* [Tasks to perform]:
• a. According to the text on Lucky Cement, in what year did the company list on the Karachi Stock Exchange?
• b. List every stock exchange named in the text about Lucky Cement.
• c. Carry on the text about Lucky Cement from its last sentence.
[[ Extract to read, beginning ]]
Pakistani conglomerate based in Karachi

Lucky Cement Limited, also known as Lucky Group, is a Pakistani conglomerate headquartered in Karachi, Sindh. Named after the place, Lakki Marwat, where the first plant was commissioned in 1993, Lucky has become one of the largest cement producers in Pakistan. It has 15.3 million tonnes per annum of manufacturing capacity. The company is listed on the Pakistan Stock Exchange.

==History==
Lucky Cement Limited was founded in 1993 by Abdul Razzak Tabba. It established a cement manufacturing plant in Pezu located in Lakki Marwat District of the Khyber Pakhtunkhwa Province. Along with 2 other plans located in Karachi.

In 1994, Lucky Cement was listed on the Karachi Stock Exchange following an initial public offering.

Over the years, Lucky Cement has expanded its business operations with a plant in Nooriabad, Jamshoro District, Sindh and two field plants at Karachi on Super Highway. It exports its loose cement using its own loading and storage terminal at Karachi Port, which has a capacity of 24,000 tons of cement.

In June 2024, the global depository receipts of Lucky Cement were delisted from the London Stock Exchange.

==Shareholding==
Lucky Cement is owned by a corporate group called Yunus Brothers Group and its subsidiaries including Gadoon Textile Mills, Lucky Textile Mills, and Yunus Textile Mills, all based in Karachi. It is one of four companies that collectively control 19.3% of the total market capitalization on the Pakistan Stock Exchange (PSX).
[[ Extract to read, end ]]
[[ Supplied records, beginning ]]
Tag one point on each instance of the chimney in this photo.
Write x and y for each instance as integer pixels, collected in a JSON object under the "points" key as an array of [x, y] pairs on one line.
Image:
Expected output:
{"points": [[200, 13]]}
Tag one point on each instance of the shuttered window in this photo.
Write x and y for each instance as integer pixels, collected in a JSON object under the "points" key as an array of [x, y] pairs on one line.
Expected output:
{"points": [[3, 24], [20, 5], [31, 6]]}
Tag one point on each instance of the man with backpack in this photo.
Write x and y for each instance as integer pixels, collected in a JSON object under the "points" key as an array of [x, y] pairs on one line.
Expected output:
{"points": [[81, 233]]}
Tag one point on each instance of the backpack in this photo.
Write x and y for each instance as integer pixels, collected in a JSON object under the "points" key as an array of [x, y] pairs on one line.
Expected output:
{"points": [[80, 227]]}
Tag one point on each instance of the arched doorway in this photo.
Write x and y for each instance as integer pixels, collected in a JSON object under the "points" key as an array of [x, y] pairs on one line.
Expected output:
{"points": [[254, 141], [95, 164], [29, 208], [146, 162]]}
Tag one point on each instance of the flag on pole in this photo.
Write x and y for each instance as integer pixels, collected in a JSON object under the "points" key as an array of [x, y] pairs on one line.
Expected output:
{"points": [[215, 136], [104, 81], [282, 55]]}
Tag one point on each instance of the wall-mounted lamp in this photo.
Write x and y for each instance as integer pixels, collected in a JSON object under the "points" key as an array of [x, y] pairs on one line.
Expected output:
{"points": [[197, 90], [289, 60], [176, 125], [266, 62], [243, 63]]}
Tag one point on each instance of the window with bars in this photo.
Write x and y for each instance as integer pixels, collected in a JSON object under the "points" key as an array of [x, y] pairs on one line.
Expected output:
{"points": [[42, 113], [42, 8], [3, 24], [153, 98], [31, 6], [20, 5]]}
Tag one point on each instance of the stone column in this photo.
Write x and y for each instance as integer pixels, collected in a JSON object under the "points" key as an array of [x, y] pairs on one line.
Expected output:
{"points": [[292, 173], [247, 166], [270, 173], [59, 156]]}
[[ Supplied records, end ]]
* [Outputs in order]:
• a. 1994

• b. Pakistan Stock Exchange, Karachi Stock Exchange, London Stock Exchange

• c.
==Products==
In 2017, the company was producing Ordinary Portland Cement, Sulphate Resistant Cement, Block Cement and Clinker and had about an 18 percent share of the Pakistani cement market.

==Power generation==
The company is producing enough electricity to not only fulfil its own requirements but has also started supplying electricity to Hyderabad Electric Supply Company (HESCO). and is now in the process of providing electricity to Peshawar Electric Power Company.

Geared to sustainable growth, The YB Group has diversified into the power generation sector by investing into Lucky Electric Power Company Limited. The company is a wholly owned subsidiary of Lucky Cement. It is the largest importer of coal with Lucky Cement Limited investing in a 660MW coal-based power project in Bin Qasim Town.

In July 2020, K-Electric Limited (Karachi) and Lucky Cement signed an agreement whereby K-Electric would buy up to 6 megawatt (MW) of electricity from Lucky Cement to be supplied to DHA City, Karachi being developed along Superhighway.

==Alternate fuel==
Lucky Cement has shifted its focus to alternate fuel such as TDF and RDF.

==Sustainability reporting==
In 2012, Lucky Cement was the only company in Pakistan to receive an A+ rating by Global Reporting Initiative (GRI) of Netherlands, for its Sustainability Report for 2012.

In 2019, Lucky Cement again won a second position in the cement category in the "Best Corporate & Sustainability Report Awards 2019" awarded by the Institute of Chartered Accountants of Pakistan (ICAP) and the Institute of Cost and Management Accountants of Pakistan (ICMAP).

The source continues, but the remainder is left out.